**Fragment tekstu:**
————————

Czemu początek tekstu jest wyśrodkowany? Utrudnia to czytanie.

Skoro opowiadanie powstało parę lat temu, to miałaś dużo czasu na dokładne jego dopracowanie. Chyba słabo się do tego przyłożyłaś. Zaobserwować tu można kilka literówek. Gdzieś tam brakuje kropki nad "ż", gdzieś pojedynczych liter... Na początku pojawiło się troszkę powtórzeń, ale czy one kogoś obchodzą? W wielu miejscach brakuje spacji przed lub po myślniku.

Flaki z olejem - tak można określić Twój styl, a raczej efekt niedopracowania tekstu. Popracuj nad odpowiednią budową zdań, żeby to wszystko zaczęło się ze sobą jakoś kleić.

I proszę, w przyszłości zamieszczaj coś, co jednak swoje zakonczenie posiada. Jak już coś tu czytam to z zamiarem pobudzenia wyobraźni i miłego spędzenia wolnego czasu. Tak, bo czytanie tylko dla późniejszej oceny tekstu jest dla mnie mało interesujące, wręcz nudne. Kiedy opowiadanie nie ma zakończenia, które jest podsumowaniem całej akcji to tak jakby urwać film w połowie...
Cytat:nr 9
nr 23
nr 135
liczby słownie, żadnych skrótów.

Brakuje czasem spacji przed czy po myślniku, wielkich liter po wielokropkach, przecinków. Cały tekst wydaje się być o niczym, nużył mnie, strasznie. Ledwo dobrnęłam do końca.

————————

**Dane:**

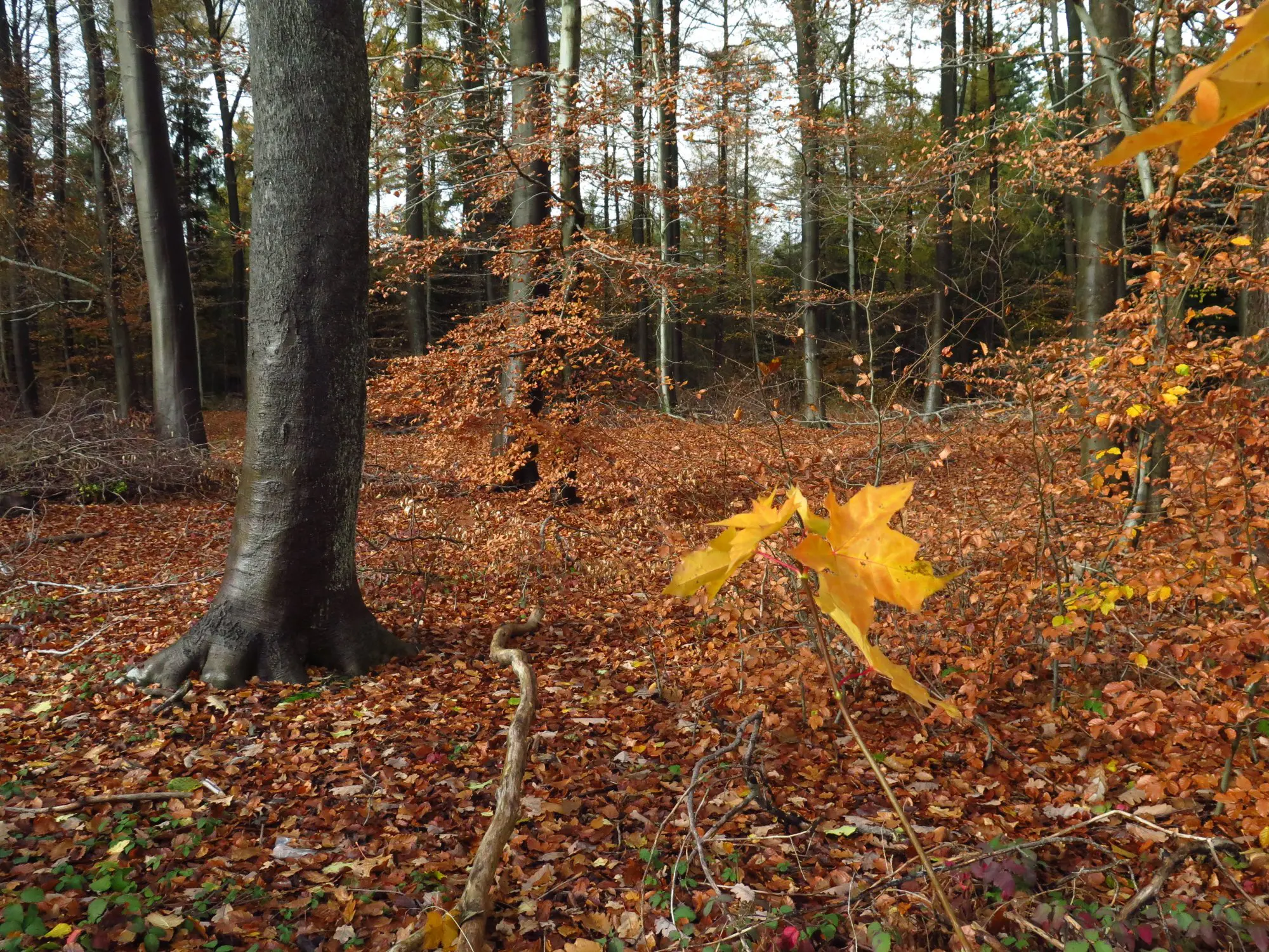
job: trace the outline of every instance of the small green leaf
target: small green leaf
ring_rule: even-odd
[[[859,830],[858,826],[834,826],[830,830],[825,830],[825,836],[850,836]]]

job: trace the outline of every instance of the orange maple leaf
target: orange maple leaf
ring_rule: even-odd
[[[1269,4],[1261,4],[1240,19],[1242,27],[1230,48],[1214,62],[1190,70],[1159,110],[1160,116],[1166,114],[1193,90],[1194,108],[1189,118],[1156,122],[1128,136],[1096,162],[1098,168],[1118,165],[1138,152],[1180,142],[1178,175],[1184,175],[1230,129],[1269,105]]]

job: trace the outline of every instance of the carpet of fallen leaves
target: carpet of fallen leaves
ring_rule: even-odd
[[[232,463],[241,415],[209,414],[208,425]],[[881,447],[887,481],[917,481],[904,531],[940,571],[964,574],[921,612],[879,611],[873,636],[972,717],[917,711],[858,668],[848,702],[952,869],[966,920],[1018,948],[1061,947],[1079,939],[1061,932],[1067,913],[1028,894],[1060,891],[1081,916],[1067,922],[1096,932],[1100,910],[1189,842],[1178,834],[1225,836],[1242,850],[1236,862],[1195,853],[1162,886],[1160,899],[1184,901],[1189,919],[1160,914],[1148,937],[1123,941],[1181,948],[1211,934],[1220,944],[1230,934],[1212,932],[1227,928],[1216,923],[1222,896],[1251,910],[1269,889],[1259,850],[1269,777],[1254,731],[1226,768],[1231,725],[1254,722],[1255,702],[1217,704],[1185,665],[1211,640],[1263,632],[1264,619],[1216,618],[1218,607],[1197,598],[1165,608],[1112,597],[1079,632],[1080,650],[1058,650],[1024,479],[1030,451],[1011,432],[1009,414],[910,420]],[[161,713],[161,694],[122,675],[214,594],[231,489],[48,504],[5,520],[5,805],[181,795],[6,812],[5,947],[386,948],[462,889],[518,702],[510,673],[486,661],[489,638],[542,604],[546,622],[523,644],[541,712],[496,944],[700,947],[765,922],[750,938],[782,948],[798,942],[788,924],[815,946],[948,948],[915,853],[834,724],[788,580],[754,565],[709,607],[660,594],[678,557],[712,533],[706,523],[760,490],[788,476],[808,494],[871,481],[876,438],[871,425],[778,434],[614,418],[577,443],[580,504],[557,505],[547,486],[499,493],[457,476],[447,459],[475,452],[457,438],[372,429],[363,589],[418,656],[355,679],[315,671],[305,687],[217,692],[195,680]],[[1178,651],[1178,640],[1194,650]],[[699,829],[732,814],[708,844],[716,891],[685,835],[685,795],[702,758],[756,711],[756,772],[741,769],[742,745],[694,791]],[[755,787],[770,809],[735,811]],[[1053,839],[989,847],[1043,838]]]

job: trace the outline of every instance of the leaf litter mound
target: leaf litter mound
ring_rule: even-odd
[[[217,459],[236,463],[241,415],[208,423]],[[1018,429],[911,423],[881,447],[886,480],[916,479],[904,531],[962,575],[920,611],[878,605],[874,637],[971,717],[917,710],[862,664],[846,703],[977,938],[1061,944],[1072,923],[1109,937],[1107,910],[1161,871],[1157,914],[1129,920],[1136,947],[1220,947],[1236,909],[1259,946],[1258,737],[1222,783],[1230,727],[1254,722],[1255,702],[1214,696],[1184,665],[1216,645],[1227,664],[1260,628],[1137,598],[1093,613],[1079,651],[1055,647]],[[223,499],[49,504],[38,526],[0,527],[0,942],[387,948],[462,889],[518,702],[489,636],[541,604],[522,645],[541,711],[495,946],[615,952],[740,932],[779,948],[948,948],[898,819],[834,721],[789,579],[747,565],[712,605],[660,594],[706,523],[758,493],[871,482],[874,434],[777,439],[640,414],[605,433],[574,462],[581,503],[561,506],[547,487],[456,476],[480,452],[468,442],[445,462],[443,437],[371,432],[362,584],[420,652],[357,679],[194,682],[176,702],[121,679],[214,594]],[[81,801],[122,793],[170,797]],[[1228,840],[1236,859],[1184,836]]]

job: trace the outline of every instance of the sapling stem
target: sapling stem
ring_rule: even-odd
[[[966,937],[964,930],[961,928],[961,922],[957,919],[957,915],[952,909],[952,902],[948,901],[948,896],[943,891],[943,885],[939,882],[938,876],[934,875],[934,866],[930,863],[929,856],[926,856],[925,849],[921,847],[921,842],[916,838],[916,830],[912,829],[912,824],[909,821],[907,814],[904,811],[904,807],[900,806],[898,797],[895,796],[893,787],[890,786],[890,781],[887,781],[886,774],[882,773],[872,750],[868,749],[863,736],[859,734],[859,727],[855,726],[855,718],[851,717],[850,711],[846,710],[846,702],[841,696],[841,685],[838,680],[838,668],[832,663],[832,652],[829,651],[829,638],[824,631],[824,618],[820,616],[820,607],[815,603],[815,593],[811,590],[811,579],[806,572],[798,572],[798,579],[802,583],[802,595],[806,598],[807,613],[812,619],[812,633],[815,635],[816,644],[820,646],[820,656],[824,659],[824,666],[829,670],[829,682],[832,685],[832,697],[838,702],[838,711],[841,715],[841,720],[846,722],[846,729],[850,731],[850,736],[855,739],[855,744],[858,744],[859,749],[863,751],[864,759],[868,760],[868,765],[872,768],[873,776],[877,777],[877,782],[881,783],[881,788],[886,792],[886,798],[895,809],[895,814],[898,816],[898,823],[904,828],[904,833],[907,835],[912,848],[916,849],[916,856],[921,861],[921,867],[925,869],[925,875],[930,880],[930,887],[934,890],[934,897],[943,909],[943,914],[947,916],[948,923],[952,924],[952,932],[956,935],[957,943],[966,949],[966,952],[976,952],[975,947]]]

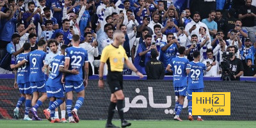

————————

**Polecenie i wymagania:**
Przepisz dosłownie część komentarza o opowiadaniu. Zacznij od słów „I proszę, w” i zakończ na słowach „film w połowie...”.

**Rozwiązanie zadania:**
I proszę, w przyszłości zamieszczaj coś, co jednak swoje zakonczenie posiada. Jak już coś tu czytam to z zamiarem pobudzenia wyobraźni i miłego spędzenia wolnego czasu. Tak, bo czytanie tylko dla późniejszej oceny tekstu jest dla mnie mało interesujące, wręcz nudne. Kiedy opowiadanie nie ma zakończenia, które jest podsumowaniem całej akcji to tak jakby urwać film w połowie...